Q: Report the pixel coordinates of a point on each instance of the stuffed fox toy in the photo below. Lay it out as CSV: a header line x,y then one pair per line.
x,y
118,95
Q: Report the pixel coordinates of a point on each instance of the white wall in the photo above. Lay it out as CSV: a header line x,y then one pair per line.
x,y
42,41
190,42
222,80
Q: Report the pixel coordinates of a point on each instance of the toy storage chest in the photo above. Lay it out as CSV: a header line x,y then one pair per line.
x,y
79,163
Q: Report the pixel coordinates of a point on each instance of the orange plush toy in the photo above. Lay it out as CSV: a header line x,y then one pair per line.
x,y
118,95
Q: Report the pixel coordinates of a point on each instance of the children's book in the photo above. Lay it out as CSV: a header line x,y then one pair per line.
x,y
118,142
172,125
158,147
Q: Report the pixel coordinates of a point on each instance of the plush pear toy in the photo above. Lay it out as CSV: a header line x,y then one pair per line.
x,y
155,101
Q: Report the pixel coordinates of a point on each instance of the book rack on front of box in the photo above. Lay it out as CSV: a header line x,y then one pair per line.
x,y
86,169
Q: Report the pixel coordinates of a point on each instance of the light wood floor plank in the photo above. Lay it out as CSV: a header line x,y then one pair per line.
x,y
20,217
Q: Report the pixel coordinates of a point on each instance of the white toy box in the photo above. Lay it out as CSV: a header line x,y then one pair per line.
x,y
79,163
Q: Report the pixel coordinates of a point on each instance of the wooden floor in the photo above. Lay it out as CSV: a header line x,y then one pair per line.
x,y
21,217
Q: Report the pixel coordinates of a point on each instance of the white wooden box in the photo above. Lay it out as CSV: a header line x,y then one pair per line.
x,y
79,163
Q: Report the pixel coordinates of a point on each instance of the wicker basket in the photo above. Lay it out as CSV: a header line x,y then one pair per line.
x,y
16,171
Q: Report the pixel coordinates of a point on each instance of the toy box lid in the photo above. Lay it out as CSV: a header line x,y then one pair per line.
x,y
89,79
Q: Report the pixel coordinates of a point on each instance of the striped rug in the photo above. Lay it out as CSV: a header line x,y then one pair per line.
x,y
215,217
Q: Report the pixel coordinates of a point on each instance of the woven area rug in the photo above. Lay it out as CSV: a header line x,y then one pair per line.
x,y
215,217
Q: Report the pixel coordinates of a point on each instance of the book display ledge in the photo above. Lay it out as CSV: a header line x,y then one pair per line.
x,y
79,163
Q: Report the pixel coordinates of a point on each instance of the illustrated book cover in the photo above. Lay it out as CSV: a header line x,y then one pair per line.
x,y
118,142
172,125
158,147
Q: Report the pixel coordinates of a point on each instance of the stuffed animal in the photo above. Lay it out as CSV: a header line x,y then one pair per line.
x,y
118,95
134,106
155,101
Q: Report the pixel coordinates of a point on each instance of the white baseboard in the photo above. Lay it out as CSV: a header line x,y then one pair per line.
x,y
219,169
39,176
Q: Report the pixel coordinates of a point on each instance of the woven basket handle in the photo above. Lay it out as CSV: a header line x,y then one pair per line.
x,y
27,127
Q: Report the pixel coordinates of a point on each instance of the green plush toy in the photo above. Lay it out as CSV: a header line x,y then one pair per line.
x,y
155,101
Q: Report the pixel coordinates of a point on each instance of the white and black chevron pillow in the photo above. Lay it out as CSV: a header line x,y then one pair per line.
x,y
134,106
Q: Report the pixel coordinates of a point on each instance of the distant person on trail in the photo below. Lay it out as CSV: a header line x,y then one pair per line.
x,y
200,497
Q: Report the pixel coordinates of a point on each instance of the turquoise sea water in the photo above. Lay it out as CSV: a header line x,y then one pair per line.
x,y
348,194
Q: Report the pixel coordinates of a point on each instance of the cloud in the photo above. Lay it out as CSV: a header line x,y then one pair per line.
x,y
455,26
————
## TASK PROMPT
The answer should be an exact copy of the lines from the one containing "the toy box" through the last line of the entries, both included.

## RESPONSE BOX
Q: Report the pixel coordinates of a point on each instance of the toy box lid in the photo above. Lay it out as CSV: a header line x,y then one pair per line.
x,y
89,79
Q: Report the pixel coordinates of a point on each instance of the striped rug in the photo above. Lay it out as CSV: a header line x,y then one pair per line.
x,y
215,217
Q: Report the pixel coordinates of a point on each instance of the woven area rug in the photo above. Lay it out as CSV: a header line x,y then one pair per line.
x,y
215,217
Q: Report the pixel coordinates of a point on each instance of the book display ledge in the photo above. Lay it out as CSV: a header line x,y then one pair per line.
x,y
79,163
Q: Report the pixel coordinates of a point on each instance of the illustrated book cover in the photo above. Lay it out as CSV: a header line x,y then one pair per line.
x,y
118,142
172,125
158,147
Q: Report the pixel coordinates of a point on each instance of the stuffed animal in the photo above. Lay it out as CSV: a header line x,y then one pair per line.
x,y
118,95
134,106
155,101
Q: Report the pixel coordinates of a point on each instance of the white baseboard in the photo above. Lay it out as CSV: a header line x,y then one pair per line.
x,y
219,169
39,176
Q: Report the pixel coordinates of a point on each instance of the woven basket handle in the photo above. Lay it out as CSV: a header line x,y then one pair per line.
x,y
27,127
Q: Report the pixel coordinates of a point on each instance of the green plush toy in the photo above. Lay it out as CSV: a header line x,y then one pair per line.
x,y
155,101
Q: Report the pixel coordinates of a point on each instance of the white and black chevron pillow in the photo above. Lay it out as CSV: a header line x,y then one pair per line.
x,y
134,106
Q: Report the pixel coordinates of a point on each instance of the distant person on trail in the photo below. Lay it out as CSV: a header line x,y then one pair per line.
x,y
200,497
Q: Report the pixel coordinates of a point on each instance of the turquoise sea water in the photo above. Lay it out as CSV: a header line x,y then one pair per line.
x,y
348,194
Q: Report the pixel coordinates of a point on each instance of the cloud in the photo above. Lay it out as CSV: a header line x,y then one pair per line.
x,y
455,26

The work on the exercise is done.